Repeat the entries that appear below, exactly and in full.
[DATA RECORDS Boundary: Start]
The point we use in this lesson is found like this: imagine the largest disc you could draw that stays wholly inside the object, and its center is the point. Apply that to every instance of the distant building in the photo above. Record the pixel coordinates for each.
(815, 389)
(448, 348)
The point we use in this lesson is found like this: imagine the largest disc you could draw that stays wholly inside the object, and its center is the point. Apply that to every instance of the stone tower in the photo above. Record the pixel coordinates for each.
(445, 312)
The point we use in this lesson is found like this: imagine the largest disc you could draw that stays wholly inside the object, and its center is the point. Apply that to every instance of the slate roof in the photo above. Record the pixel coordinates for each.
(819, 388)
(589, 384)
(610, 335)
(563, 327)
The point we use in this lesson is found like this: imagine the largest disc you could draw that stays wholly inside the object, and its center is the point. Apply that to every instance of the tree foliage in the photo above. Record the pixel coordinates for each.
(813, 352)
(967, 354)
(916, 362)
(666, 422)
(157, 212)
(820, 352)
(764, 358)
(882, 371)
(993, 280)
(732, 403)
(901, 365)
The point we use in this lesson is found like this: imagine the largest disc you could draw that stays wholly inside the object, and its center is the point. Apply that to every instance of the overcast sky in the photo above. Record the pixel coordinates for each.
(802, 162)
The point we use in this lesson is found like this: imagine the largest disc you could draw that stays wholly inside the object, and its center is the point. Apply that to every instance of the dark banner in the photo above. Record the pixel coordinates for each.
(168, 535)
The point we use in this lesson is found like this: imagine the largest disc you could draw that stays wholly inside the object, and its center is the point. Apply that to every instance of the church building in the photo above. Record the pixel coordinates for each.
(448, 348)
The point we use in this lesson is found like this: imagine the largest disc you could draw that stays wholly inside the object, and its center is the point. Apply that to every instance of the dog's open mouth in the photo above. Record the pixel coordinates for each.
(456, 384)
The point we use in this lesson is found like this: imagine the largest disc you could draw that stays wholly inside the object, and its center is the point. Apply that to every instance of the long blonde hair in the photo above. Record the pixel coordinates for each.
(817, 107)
[DATA RECORDS Boundary: End]
(YOUR SOLUTION)
The point we use in this lesson is found like this: imagine the largest disc you could draw that stays wholly inside the object, and its center is the point. Apply that to every instance of the distant building in the photo above. Record the pixel coordinates for each.
(815, 389)
(448, 348)
The point we use in this lesson is found like this: imagine the largest disc you could draw that stays wholly inside the object, and its center is the point. Apply that to every instance of the stone tower in the photo above. Record the pixel coordinates for each.
(445, 312)
The point we use in this lesson is found like this: imagine the largest disc you could draw that stays wholly inside the object, and its center is the point. Apply that to every instance of the slate roof in the photo above. Record the pixel coordinates for each.
(819, 388)
(589, 384)
(610, 335)
(563, 327)
The point we use in this lesson is found like this: imagine the largest disc you could draw that stays wholly inside the object, and its center is the point. Apply that to every instance of the tree foliage in the photo above. Record the pixel coordinates for each.
(813, 352)
(967, 354)
(916, 362)
(666, 422)
(157, 212)
(820, 352)
(764, 358)
(882, 371)
(993, 280)
(732, 403)
(901, 365)
The point we use in this lesson is found like this: imagine the largest disc you could draw that stays wholly inside the object, and its center is the point. Apply that to every instance of the overcast sky in the photo above. Record the pixel coordinates for each.
(802, 162)
The point we use in this lesson is found like this: imagine the largest disc you could draw that stays wholly inside the object, and its center is the point. Apply that to every instance of the dark banner in the photo above. Record the pixel coordinates for each.
(168, 535)
The point we use in this lesson is found like this: imagine the largest disc you could draw that stays wholly inside the object, and its center is the point. Apply that to every instance of the church building in the photo above. Record the pixel coordinates for each.
(448, 348)
The point we use in this lesson is found like this: imagine the largest disc you could draw that stays wholly inside the object, and its center is the point. Apply that to every instance of the dog's open mouth in the photo above. Record the pixel coordinates for each.
(456, 384)
The point we use in this lesson is found like this: imagine the largest disc you could draw that stays wholly inside the object, and its center is the point. Apply that to every instance of the long blonde hair in the photo above. Record the pixel coordinates for each.
(817, 107)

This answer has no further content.